### Extract provided
Fight fans worried about "King Mo" getting back into the 205-pound "mix" by crushing cans, rest easy, Bellator CEO Bjorn Rebney is having none of it.
"King Mo" was put down by "The Hardcore Kid" last month in Utah (did he see it coming?) while "Babalu" got stiffened by the wily Russian at Bellator 85 the month before. That means both favorites are now bounced from the tournament, but don't expect Lawal's career to be put on ice.
Bellator CEO Bjorn Rebney explains to MMA Fighting:
"We rebuild him in a huge way. We put him back in, get him busy as quickly as humanly possible and we rebuild him. The magic of MMA is that anything can happen on any given day. I'm sitting in my hotel room late at night after Mo's fight and I'm watching SportsCenter, and the No. 6 moment of the day was the highlight of Emanuel Newton, this guy many people had never heard of, executing a spinning backfist that hit Mo right on the button. That moment is what we are all about. We're not going to take King Mo or Chandler or Curran or anybody else and feed them cans to get them to the promised land. You have to win the toughest tourney in sports to get to earn your shot at a title. If you get through, you've absolutely earned it. The reality is, when this tournament was set up, people were talking about King Mo meeting Babalu in the finals. Those are the moments that speak to how good Bellator is. We're going to build Mo back. I talk to him constantly. We're planning the strategy. He'll have to go through same gauntlet to get there. If he gets through, he'll earn that shot at the title, but he's not going to leapfrog over anyone. He's not going to get in by any way other than earning it, and that's what makes us different from the competition."

[Stored items]

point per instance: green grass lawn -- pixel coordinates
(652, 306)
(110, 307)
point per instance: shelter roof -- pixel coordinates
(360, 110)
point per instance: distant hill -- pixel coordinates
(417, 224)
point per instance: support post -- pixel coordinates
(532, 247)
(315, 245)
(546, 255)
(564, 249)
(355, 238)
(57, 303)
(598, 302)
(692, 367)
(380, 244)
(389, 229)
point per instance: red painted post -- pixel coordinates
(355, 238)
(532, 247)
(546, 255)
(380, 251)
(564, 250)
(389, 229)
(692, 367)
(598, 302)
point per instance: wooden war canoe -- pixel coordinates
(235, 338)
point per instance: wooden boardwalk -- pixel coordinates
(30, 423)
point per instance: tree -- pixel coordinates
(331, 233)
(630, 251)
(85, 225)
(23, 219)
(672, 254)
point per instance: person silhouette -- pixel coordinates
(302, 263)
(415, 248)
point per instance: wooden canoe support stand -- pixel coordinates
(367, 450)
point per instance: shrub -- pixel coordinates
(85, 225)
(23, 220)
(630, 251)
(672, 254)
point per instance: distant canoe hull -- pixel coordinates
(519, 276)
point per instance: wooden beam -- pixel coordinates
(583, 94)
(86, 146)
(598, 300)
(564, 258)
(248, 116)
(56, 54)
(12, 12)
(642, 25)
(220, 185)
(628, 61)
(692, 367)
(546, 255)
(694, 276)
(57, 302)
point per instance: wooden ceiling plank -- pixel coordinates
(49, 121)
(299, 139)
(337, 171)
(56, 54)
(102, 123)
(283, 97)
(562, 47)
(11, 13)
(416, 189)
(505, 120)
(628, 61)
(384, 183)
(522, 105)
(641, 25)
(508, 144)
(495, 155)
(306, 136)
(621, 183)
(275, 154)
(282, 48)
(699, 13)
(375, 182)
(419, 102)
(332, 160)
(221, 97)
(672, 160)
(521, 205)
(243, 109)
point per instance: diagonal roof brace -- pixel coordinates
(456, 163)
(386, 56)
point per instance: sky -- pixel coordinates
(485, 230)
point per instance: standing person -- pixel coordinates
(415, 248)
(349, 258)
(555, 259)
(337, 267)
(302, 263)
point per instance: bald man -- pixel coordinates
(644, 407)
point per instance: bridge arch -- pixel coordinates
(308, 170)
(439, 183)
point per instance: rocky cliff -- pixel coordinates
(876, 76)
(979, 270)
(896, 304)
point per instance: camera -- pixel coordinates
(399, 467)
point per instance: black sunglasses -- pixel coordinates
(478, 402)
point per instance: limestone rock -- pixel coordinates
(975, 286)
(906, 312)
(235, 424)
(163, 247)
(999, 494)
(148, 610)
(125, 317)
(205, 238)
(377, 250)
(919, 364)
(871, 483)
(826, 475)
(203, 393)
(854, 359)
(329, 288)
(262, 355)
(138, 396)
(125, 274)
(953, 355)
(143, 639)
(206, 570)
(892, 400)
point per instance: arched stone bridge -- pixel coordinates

### Tasks
(1) According to the King Mo article, why won't Bellator give Lawal easy opponents to get him back to a title shot? Answer in one to three sentences.
(2) In the King Mo article, what rank did the highlight of Emanuel Newton's spinning backfist have among SportsCenter's moments of the day?
(3) Continue the King Mo article after its last sentence.
The stored items have nothing to do with this work.

### Answers provided
(1) Rebney says a fighter has to win the toughest tournament in sports to earn a title shot, so Lawal will go through the same gauntlet as everyone else. He won't leapfrog anyone or get in any way other than by earning it, which Rebney says is what sets Bellator apart from the competition.

(2) It was the No. 6 moment of the day.

(3)
It's been a rough stretch for the former division II national champion, who left the ZUFFA roster in the wake of a drug test fiasco. That came after his near-death experience at the hands of Staph infection, which followed a 205-pound title loss to Rafael Cavalcante in Strikeforce.
Lawal has the talent to be rebuilt, but he's got a long road ahead of him -- with or without cans.